Données de détection d'objets
◇ ◇ ◇ ◇ ◇

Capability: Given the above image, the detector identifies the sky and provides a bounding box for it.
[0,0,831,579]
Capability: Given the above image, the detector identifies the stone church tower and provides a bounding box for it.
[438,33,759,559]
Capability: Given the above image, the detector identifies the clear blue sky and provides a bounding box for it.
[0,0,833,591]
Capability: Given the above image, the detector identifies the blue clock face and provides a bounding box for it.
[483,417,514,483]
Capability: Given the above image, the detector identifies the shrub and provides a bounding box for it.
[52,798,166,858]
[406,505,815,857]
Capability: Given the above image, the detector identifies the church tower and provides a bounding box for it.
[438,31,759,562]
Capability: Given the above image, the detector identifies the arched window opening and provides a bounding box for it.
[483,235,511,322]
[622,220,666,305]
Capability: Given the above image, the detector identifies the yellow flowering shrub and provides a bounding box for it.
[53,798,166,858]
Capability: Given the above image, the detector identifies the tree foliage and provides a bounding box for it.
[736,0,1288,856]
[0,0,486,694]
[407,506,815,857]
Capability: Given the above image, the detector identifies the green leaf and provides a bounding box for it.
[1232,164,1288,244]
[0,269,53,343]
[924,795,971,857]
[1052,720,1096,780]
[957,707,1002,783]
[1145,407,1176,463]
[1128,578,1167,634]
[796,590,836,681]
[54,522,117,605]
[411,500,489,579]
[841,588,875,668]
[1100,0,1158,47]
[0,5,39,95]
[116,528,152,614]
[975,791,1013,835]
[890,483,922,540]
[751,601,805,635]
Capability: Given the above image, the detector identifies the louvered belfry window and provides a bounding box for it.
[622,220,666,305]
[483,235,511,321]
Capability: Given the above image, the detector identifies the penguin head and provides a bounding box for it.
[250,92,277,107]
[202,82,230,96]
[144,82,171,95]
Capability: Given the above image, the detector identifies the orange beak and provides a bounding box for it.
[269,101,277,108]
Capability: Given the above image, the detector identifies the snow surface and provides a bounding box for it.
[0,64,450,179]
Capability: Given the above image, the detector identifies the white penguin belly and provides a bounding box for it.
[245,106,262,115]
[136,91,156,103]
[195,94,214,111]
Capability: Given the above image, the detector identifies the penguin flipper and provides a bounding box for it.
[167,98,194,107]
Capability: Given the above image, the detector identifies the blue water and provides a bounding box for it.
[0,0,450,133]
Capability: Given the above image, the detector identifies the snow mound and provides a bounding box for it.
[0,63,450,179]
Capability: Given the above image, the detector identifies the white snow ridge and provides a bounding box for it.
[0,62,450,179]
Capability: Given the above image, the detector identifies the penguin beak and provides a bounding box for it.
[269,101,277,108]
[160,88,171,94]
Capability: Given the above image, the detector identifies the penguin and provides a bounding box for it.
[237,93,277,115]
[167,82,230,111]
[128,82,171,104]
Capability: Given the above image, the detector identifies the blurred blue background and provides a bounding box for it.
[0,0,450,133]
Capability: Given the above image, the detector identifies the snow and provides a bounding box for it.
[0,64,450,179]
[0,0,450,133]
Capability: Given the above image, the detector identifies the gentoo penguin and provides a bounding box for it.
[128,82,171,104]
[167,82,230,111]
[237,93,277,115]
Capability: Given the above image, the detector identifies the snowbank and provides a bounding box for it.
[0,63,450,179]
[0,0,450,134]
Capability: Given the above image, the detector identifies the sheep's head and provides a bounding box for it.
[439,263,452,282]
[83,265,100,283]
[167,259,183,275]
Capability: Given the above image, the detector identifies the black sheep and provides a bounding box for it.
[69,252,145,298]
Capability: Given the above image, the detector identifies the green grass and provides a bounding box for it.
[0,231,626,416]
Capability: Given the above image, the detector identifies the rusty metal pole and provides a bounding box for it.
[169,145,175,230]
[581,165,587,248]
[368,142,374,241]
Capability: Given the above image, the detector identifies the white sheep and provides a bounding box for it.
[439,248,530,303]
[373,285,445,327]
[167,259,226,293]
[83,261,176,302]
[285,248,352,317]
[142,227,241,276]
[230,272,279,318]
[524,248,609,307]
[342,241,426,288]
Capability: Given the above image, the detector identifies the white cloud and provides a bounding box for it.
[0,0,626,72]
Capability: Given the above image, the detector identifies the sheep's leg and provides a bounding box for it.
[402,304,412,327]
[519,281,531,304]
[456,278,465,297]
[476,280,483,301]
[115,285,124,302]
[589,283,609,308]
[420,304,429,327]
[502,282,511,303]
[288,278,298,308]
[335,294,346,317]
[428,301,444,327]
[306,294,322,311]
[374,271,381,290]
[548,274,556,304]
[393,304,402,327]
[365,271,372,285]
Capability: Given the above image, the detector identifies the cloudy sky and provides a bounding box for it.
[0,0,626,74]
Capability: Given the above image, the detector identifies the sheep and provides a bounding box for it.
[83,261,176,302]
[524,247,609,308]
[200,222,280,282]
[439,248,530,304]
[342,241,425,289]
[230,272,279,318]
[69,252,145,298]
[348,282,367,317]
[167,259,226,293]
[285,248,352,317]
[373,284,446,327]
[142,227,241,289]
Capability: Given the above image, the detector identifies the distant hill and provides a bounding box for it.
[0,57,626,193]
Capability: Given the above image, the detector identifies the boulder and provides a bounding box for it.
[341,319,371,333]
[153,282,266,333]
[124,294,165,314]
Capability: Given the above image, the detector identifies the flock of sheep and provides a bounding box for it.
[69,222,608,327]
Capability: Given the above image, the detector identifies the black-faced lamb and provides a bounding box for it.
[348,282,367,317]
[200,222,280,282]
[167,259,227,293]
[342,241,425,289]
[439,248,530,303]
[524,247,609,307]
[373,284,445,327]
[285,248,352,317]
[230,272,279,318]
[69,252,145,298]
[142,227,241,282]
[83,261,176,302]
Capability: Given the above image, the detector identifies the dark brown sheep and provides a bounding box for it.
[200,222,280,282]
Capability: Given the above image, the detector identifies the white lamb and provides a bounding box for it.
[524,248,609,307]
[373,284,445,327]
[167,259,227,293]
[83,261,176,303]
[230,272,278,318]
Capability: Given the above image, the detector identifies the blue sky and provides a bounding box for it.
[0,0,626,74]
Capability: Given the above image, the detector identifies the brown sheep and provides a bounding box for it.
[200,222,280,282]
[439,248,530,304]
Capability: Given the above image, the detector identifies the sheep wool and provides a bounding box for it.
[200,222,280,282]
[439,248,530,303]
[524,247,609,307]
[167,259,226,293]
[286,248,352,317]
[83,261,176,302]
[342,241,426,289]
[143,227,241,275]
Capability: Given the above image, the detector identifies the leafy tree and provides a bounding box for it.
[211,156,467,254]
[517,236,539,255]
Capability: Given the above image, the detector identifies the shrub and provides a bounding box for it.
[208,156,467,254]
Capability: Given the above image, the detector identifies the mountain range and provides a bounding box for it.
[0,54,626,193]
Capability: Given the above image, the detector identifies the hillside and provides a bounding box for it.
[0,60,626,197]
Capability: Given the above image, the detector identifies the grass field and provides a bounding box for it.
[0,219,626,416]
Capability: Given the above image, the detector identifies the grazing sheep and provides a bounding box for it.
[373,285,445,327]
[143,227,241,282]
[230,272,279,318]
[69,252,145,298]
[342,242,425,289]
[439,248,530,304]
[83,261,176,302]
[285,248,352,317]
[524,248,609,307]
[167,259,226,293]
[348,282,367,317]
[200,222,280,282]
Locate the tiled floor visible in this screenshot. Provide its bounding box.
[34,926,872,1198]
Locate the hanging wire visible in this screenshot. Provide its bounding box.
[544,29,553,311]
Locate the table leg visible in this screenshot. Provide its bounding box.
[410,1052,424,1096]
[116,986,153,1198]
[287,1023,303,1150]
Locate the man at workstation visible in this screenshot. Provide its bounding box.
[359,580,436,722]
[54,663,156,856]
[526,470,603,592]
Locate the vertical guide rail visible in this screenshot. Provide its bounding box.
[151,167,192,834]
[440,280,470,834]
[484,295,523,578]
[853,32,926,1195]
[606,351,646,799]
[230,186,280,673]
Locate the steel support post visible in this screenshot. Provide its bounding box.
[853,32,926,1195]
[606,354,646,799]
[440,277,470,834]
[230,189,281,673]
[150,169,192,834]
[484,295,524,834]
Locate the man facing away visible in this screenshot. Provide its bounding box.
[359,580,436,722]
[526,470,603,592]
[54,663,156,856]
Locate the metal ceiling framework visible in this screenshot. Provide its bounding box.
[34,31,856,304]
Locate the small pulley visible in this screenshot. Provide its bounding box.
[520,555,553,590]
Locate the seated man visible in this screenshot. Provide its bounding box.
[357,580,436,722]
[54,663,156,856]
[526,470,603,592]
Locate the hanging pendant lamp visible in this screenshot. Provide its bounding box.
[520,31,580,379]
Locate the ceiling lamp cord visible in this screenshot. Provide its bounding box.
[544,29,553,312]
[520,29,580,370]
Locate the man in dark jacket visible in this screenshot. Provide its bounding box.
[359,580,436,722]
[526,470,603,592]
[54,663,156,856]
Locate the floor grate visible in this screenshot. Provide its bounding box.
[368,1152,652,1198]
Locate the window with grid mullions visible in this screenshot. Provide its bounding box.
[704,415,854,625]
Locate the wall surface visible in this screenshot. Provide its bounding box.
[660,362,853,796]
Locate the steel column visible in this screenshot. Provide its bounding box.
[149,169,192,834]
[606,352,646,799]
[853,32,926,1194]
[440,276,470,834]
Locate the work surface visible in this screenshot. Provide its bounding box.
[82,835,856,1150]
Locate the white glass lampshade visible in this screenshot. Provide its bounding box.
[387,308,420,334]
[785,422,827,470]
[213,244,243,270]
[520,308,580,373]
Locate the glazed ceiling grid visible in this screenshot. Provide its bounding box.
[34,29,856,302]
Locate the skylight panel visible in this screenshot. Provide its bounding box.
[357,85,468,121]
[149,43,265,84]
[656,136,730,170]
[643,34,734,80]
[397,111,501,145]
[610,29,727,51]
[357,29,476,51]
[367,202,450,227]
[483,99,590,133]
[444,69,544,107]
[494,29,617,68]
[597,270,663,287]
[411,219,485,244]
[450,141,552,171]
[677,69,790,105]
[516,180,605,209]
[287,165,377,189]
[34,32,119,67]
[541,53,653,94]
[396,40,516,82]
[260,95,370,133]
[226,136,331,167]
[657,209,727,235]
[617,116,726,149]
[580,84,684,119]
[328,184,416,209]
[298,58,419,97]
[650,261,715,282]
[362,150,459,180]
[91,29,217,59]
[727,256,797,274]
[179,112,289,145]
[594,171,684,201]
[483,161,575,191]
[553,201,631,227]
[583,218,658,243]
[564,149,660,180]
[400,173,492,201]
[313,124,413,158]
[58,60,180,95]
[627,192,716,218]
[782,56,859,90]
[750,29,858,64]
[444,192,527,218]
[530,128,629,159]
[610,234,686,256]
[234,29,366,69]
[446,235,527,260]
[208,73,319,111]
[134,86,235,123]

◇ ◇ ◇ ◇ ◇

À PRODUIRE: Recopiez à l'identique tout ce qui va de la ligne contenant "Locate the white" jusqu'à la fin des données ci-dessus, ces deux bornes comprises.

RÉPONSE CI-DESSOUS:
Locate the white glass lampshade visible in this screenshot. Provide its bounding box.
[387,308,420,334]
[785,422,827,470]
[213,244,243,270]
[520,308,580,373]
Locate the glazed ceiling grid visible in this screenshot. Provide its bounding box.
[34,29,856,302]
Locate the skylight panel visible in this screenshot. Provide its bounding box.
[357,85,468,121]
[149,43,265,84]
[656,136,730,170]
[643,34,734,80]
[397,111,501,145]
[610,29,727,51]
[357,29,476,51]
[367,202,450,227]
[483,99,590,133]
[444,69,544,107]
[494,29,617,68]
[597,270,663,287]
[411,219,485,244]
[450,141,552,171]
[677,69,790,105]
[516,180,605,209]
[287,165,377,189]
[34,32,119,67]
[541,53,653,94]
[396,40,516,82]
[260,95,370,133]
[226,136,331,167]
[657,209,727,235]
[617,116,726,149]
[580,84,684,119]
[328,184,416,209]
[298,58,419,97]
[650,261,715,282]
[362,150,459,180]
[91,29,217,59]
[727,256,797,274]
[179,112,289,145]
[594,171,684,201]
[483,161,575,191]
[553,201,631,227]
[583,218,658,243]
[564,149,660,180]
[400,173,492,201]
[313,124,413,158]
[58,60,180,95]
[627,192,716,218]
[782,56,859,90]
[750,29,858,64]
[444,192,527,218]
[530,128,629,159]
[610,234,686,256]
[234,29,366,69]
[446,235,527,260]
[208,73,319,111]
[134,86,235,123]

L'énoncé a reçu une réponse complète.